[Activity]
Write out exactly the lines from the one containing "column 806, row 66" through the last line of the records below, and no others.

[Records supplied]
==================================================
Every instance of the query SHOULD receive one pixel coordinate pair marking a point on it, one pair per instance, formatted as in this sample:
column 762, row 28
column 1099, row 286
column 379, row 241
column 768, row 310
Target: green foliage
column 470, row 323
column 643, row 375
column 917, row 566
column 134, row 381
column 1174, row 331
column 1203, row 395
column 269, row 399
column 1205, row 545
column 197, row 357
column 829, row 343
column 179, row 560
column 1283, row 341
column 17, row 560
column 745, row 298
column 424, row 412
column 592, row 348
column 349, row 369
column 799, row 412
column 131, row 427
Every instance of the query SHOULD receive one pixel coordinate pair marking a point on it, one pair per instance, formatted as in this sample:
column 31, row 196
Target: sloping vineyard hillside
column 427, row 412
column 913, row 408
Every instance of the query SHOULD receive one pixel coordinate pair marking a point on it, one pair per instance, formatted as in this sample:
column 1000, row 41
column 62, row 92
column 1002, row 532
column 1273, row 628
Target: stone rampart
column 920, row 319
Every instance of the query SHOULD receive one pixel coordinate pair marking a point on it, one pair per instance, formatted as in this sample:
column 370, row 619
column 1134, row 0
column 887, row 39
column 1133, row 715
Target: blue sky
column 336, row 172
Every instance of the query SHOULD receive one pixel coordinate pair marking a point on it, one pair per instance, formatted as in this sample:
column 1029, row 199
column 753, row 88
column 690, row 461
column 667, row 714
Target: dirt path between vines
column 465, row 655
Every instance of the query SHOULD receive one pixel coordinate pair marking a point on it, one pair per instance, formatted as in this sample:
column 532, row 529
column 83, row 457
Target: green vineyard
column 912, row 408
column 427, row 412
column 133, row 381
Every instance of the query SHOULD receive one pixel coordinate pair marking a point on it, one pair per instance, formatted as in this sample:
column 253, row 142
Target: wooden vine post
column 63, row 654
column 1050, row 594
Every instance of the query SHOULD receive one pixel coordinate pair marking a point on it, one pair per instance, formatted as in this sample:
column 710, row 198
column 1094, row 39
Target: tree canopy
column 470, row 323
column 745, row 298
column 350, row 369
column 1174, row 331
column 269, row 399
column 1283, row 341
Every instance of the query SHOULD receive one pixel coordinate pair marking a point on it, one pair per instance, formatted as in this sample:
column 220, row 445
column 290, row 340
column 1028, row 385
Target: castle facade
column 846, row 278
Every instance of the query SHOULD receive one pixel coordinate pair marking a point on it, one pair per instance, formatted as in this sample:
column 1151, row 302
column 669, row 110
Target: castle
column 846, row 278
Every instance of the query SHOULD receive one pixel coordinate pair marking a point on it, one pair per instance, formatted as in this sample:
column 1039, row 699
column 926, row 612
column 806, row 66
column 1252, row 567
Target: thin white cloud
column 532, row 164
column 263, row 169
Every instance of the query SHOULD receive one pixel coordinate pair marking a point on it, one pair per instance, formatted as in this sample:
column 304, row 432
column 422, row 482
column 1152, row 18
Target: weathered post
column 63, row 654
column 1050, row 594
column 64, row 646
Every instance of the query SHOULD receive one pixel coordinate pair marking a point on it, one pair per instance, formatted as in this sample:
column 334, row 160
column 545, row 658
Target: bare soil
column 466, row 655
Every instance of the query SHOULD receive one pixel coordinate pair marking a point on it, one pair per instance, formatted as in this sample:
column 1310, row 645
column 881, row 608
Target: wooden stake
==================================================
[Reply to the task]
column 806, row 66
column 1252, row 567
Target: thin white cloud
column 532, row 164
column 263, row 169
Every instance of the query SHOULD receive one pixel coordinate pair marking a point on it, one pair per instance, formatted as in this sample:
column 304, row 432
column 422, row 482
column 1152, row 18
Target: weathered post
column 63, row 654
column 1050, row 594
column 64, row 646
Every instance of the query SHOULD receive one pixel coordinate pair marking a point on it, one pair per instance, formatted as in this sample:
column 334, row 160
column 545, row 658
Target: bare soil
column 466, row 655
Every instance of the query SHOULD receive one pixel coordinate pair marking a point on it, one pair per instance, formatted as in this sample:
column 1310, row 645
column 881, row 608
Target: wooden stake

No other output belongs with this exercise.